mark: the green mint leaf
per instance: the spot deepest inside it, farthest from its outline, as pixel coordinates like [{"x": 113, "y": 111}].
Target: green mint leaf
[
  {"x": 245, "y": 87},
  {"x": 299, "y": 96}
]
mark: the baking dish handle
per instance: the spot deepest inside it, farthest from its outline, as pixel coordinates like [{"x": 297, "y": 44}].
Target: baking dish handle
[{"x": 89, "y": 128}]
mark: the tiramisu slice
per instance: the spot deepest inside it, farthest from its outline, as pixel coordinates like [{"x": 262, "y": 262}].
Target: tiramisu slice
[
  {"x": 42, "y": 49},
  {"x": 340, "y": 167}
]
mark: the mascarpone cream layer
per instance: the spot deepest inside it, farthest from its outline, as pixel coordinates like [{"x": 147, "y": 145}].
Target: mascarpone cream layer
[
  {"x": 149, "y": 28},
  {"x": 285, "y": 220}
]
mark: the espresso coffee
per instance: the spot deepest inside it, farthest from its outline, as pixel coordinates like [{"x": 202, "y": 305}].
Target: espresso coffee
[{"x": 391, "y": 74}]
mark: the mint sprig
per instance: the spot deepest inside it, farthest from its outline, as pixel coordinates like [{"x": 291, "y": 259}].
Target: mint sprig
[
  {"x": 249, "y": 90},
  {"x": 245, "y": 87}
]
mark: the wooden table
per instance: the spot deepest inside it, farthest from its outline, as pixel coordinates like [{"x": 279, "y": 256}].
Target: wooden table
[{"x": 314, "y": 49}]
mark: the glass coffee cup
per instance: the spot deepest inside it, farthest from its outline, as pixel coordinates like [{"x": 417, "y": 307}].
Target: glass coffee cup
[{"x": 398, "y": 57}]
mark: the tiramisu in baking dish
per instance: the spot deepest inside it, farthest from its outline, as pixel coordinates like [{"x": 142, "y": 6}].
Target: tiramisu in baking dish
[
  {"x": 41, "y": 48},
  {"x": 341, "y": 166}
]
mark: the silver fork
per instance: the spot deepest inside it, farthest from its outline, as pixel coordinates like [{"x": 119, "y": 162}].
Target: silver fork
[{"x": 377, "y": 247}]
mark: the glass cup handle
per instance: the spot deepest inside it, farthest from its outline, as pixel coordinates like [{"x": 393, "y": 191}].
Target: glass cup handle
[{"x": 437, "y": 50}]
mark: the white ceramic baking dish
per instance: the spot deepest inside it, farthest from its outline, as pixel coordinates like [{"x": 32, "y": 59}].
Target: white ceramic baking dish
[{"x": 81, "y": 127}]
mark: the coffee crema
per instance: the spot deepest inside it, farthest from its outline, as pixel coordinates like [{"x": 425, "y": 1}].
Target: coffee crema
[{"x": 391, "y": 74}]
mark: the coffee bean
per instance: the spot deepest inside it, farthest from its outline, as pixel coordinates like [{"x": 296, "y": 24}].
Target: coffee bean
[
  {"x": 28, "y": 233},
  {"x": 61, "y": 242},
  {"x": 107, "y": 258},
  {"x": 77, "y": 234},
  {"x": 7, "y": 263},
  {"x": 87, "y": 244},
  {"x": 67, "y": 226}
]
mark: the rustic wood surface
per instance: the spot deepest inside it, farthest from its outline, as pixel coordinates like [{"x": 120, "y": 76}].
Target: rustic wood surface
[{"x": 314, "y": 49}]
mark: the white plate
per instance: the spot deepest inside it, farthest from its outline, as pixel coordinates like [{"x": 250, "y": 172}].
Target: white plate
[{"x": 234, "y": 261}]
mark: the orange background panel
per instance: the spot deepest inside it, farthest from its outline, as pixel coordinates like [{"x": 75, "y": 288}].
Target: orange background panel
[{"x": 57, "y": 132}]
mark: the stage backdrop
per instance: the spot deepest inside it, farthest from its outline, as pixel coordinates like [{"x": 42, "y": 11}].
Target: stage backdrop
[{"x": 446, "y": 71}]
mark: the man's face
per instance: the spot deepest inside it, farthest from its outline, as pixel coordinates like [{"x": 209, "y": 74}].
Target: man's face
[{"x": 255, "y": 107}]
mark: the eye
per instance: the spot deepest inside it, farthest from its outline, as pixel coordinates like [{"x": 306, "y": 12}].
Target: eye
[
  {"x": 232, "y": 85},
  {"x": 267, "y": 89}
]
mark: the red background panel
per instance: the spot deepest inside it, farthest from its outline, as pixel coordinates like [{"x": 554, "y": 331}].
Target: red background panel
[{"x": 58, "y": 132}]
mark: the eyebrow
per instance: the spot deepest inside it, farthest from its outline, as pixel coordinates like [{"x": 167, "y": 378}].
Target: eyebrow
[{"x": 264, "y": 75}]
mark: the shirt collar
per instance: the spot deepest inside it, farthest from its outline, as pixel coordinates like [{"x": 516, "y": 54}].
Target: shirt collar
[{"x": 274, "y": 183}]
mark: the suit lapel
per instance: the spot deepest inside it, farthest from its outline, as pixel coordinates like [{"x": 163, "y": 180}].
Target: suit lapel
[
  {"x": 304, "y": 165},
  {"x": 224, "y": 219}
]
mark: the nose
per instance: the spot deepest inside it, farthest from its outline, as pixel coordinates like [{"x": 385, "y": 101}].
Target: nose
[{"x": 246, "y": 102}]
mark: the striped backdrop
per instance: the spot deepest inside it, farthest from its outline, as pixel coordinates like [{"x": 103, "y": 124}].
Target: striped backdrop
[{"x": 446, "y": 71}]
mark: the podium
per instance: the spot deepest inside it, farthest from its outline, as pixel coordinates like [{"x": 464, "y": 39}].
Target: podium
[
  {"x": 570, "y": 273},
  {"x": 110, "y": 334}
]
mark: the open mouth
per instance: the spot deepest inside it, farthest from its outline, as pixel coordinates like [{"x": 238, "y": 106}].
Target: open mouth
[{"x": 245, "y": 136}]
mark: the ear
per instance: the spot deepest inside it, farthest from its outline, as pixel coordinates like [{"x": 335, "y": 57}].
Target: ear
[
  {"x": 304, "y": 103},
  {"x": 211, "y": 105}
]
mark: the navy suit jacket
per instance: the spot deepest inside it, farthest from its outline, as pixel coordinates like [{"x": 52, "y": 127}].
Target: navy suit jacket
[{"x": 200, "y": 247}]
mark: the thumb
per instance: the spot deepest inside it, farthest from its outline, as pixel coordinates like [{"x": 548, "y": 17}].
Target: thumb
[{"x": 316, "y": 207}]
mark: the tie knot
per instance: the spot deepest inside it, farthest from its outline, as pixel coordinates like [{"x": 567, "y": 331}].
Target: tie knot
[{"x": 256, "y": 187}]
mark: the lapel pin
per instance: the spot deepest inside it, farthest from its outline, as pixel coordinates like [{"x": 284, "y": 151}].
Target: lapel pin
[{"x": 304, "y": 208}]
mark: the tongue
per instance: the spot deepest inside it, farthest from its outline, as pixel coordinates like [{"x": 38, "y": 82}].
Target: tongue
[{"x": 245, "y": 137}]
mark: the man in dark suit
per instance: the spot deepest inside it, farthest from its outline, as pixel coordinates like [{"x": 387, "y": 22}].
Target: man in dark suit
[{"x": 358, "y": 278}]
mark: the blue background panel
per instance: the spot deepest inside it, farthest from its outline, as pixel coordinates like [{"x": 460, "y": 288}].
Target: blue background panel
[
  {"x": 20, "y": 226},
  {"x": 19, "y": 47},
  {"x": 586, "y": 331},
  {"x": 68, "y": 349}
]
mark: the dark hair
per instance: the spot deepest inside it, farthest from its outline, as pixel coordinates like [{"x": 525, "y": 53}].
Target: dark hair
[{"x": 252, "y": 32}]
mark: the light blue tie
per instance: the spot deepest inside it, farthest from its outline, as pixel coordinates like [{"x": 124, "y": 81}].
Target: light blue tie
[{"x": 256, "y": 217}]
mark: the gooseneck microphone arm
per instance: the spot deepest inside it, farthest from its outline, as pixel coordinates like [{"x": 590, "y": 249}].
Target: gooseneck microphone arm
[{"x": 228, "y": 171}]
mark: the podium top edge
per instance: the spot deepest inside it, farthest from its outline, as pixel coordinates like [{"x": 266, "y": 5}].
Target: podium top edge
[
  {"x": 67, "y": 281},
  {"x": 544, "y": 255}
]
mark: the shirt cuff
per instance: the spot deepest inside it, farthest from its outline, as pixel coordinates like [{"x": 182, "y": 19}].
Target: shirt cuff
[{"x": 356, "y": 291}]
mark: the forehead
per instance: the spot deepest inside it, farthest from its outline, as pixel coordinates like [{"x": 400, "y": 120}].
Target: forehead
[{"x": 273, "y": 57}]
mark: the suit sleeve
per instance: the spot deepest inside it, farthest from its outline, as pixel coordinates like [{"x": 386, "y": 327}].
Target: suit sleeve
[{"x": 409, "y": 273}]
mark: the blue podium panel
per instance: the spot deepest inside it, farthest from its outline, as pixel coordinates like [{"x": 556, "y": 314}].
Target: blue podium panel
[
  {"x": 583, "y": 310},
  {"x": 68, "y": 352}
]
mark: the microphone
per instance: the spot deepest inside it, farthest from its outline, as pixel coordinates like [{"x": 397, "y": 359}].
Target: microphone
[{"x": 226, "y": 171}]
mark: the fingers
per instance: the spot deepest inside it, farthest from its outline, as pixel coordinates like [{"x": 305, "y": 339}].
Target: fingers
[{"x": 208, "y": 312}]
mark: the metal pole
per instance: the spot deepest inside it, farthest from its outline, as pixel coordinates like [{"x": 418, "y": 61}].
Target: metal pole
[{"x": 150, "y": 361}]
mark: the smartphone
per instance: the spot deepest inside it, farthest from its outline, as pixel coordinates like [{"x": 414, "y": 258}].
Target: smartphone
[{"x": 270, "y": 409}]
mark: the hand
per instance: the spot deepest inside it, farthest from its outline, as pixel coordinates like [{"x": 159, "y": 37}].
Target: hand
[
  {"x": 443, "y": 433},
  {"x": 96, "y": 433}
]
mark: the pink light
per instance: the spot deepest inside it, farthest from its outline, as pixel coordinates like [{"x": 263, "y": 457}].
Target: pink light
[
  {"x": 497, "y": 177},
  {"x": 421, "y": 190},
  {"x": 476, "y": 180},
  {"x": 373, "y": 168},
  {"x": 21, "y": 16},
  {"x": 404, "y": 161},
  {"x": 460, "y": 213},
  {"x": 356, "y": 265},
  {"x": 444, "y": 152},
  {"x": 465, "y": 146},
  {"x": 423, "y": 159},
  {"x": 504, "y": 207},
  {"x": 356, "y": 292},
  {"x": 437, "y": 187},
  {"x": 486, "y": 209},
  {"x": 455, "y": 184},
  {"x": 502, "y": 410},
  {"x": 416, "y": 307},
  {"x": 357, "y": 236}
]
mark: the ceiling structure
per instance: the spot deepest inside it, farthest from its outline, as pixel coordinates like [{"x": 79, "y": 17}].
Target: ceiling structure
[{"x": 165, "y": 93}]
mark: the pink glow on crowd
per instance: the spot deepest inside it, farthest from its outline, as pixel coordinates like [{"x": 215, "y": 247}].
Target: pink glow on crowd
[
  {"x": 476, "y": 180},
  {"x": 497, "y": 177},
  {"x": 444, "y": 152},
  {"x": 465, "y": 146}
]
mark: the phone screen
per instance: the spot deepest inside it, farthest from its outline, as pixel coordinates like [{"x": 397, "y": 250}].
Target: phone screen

++++

WHAT YOU ARE ASKED TO DO - Reproduce the items word for word, beginning with the line that contains "mark: the fingers" and continuing through the final line of the items above.

RESULT -
mark: the fingers
per instance: the spot deepest inside it, farthest from its outline, as pixel coordinates like [{"x": 305, "y": 339}].
Target: fingers
[{"x": 208, "y": 312}]
mark: the metal pole
per instance: the spot deepest inside it, farthest from its outline, as pixel coordinates like [{"x": 418, "y": 61}].
Target: metal pole
[{"x": 150, "y": 361}]
mark: the smartphone
per instance: the spot deepest inside it, farthest from its outline, as pixel coordinates like [{"x": 414, "y": 258}].
Target: smartphone
[{"x": 270, "y": 409}]
mark: the hand
per instance: the spot deepest inside it, farthest from its outline, as pixel coordinates like [{"x": 159, "y": 37}].
Target: hand
[
  {"x": 443, "y": 433},
  {"x": 96, "y": 433}
]
mark: the pink light
per instance: the spot deepest inside it, farthest from its outline, as pixel coordinates like [{"x": 263, "y": 457}].
Target: pink light
[
  {"x": 497, "y": 177},
  {"x": 421, "y": 190},
  {"x": 476, "y": 180},
  {"x": 373, "y": 168},
  {"x": 21, "y": 16},
  {"x": 404, "y": 161},
  {"x": 460, "y": 213},
  {"x": 356, "y": 265},
  {"x": 444, "y": 152},
  {"x": 465, "y": 146},
  {"x": 423, "y": 159},
  {"x": 504, "y": 207},
  {"x": 356, "y": 292},
  {"x": 437, "y": 187},
  {"x": 486, "y": 209},
  {"x": 455, "y": 184},
  {"x": 502, "y": 410},
  {"x": 416, "y": 307},
  {"x": 357, "y": 236}
]
mark: the ceiling structure
per instance: the spot deepest inside it, farthest from its outline, as pixel coordinates like [{"x": 79, "y": 17}].
Target: ceiling structure
[{"x": 165, "y": 93}]
mark: the pink glow on crowd
per instance: the spot deepest inside it, farthest from its outline, as pixel coordinates like [{"x": 215, "y": 247}].
Target: pink glow on crowd
[
  {"x": 476, "y": 180},
  {"x": 497, "y": 177},
  {"x": 444, "y": 152},
  {"x": 465, "y": 146}
]
mark: the phone screen
per instance: the spot deepest inside it, farthest from its outline, as pixel coordinates like [{"x": 397, "y": 250}].
Target: phone screen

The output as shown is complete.